* [Extract]:
◆ ◆ ◆ ◆ ◆ ◆ ◆

I got that part, but what would I use the knowledge of having marks on a person for spelling mistakes for? Assassination?

Reactions: Funny 1


----------



## MintyWood826 (Apr 5, 2019)

Paul1126 said:


> Man, so high strung. Making an honest mistake is no biggie... It is literally how you learn, Sometimes I have to look up spelling of genus/specie name because I cannot remember it all.


I completely understand making mistakes and I still have trouble spelling some words. I'm sorry, I saw "spelling doesn't really matter" and I freaked out. I'm overly sensitive to people suggesting that spelling/grammar doesn't matter much.

Reactions: Like 1


----------



## Patherophis (Apr 5, 2019)

MintyWood826 said:


> Earlier in this thread, I said that it annoys me when people call their abdomens butts. When I was really new, it was quite annoying. When I wrote that post, it was a very minor annoyance. Now, I catch myself thinking butt instead.


I know cure. Repeat after me: "It's opisthosoma. It's opisthosoma. It's opisthosoma. It's opisthosoma. ..."

Reactions: Funny 1


----------



## Chris LXXIX (Apr 5, 2019)

MintyWood826 said:


> I haven't payed much attention to most people's pronunciations of 'tarantula,' but I've always said 'charantula.' I know my mom pronounces the first letter as 't,' but she has a heavy Eastern European accent so it might be that.

◆ ◆ ◆ ◆ ◆ ◆ ◆

In the forum thread:
(a) What does MintyWood826 say they are overly sensitive to?
(b) What phrase does Patherophis say to repeat as a cure?
(c) How has MintyWood826 always pronounced "tarantula"?
The data comes from a separate source, not from the forum thread.

◆ ◆ ◆ ◆ ◆ ◆ ◆

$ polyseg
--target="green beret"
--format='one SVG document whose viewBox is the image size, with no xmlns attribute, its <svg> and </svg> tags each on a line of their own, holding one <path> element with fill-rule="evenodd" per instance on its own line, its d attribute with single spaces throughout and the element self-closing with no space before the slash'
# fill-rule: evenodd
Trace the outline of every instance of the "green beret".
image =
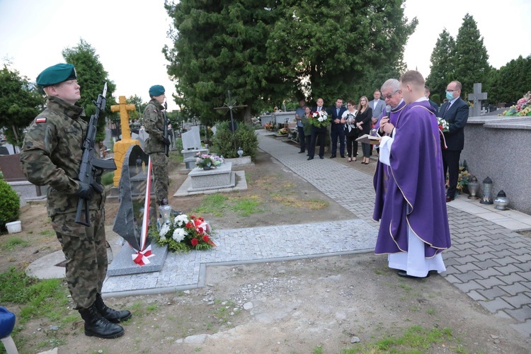
<svg viewBox="0 0 531 354">
<path fill-rule="evenodd" d="M 76 68 L 72 64 L 57 64 L 45 69 L 37 76 L 37 84 L 47 87 L 67 80 L 76 80 Z"/>
<path fill-rule="evenodd" d="M 162 85 L 153 85 L 149 88 L 149 96 L 156 97 L 164 93 L 164 86 Z"/>
</svg>

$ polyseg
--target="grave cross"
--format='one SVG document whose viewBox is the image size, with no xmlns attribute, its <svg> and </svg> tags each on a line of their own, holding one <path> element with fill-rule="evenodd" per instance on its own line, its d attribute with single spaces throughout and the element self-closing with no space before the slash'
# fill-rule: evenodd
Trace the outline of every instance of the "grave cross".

◆ ◆ ◆ ◆ ◆ ◆ ◆

* [Output for this exercise]:
(a) People suggesting that spelling/grammar doesn't matter much.
(b) "It's opisthosoma."
(c) As 'charantula.'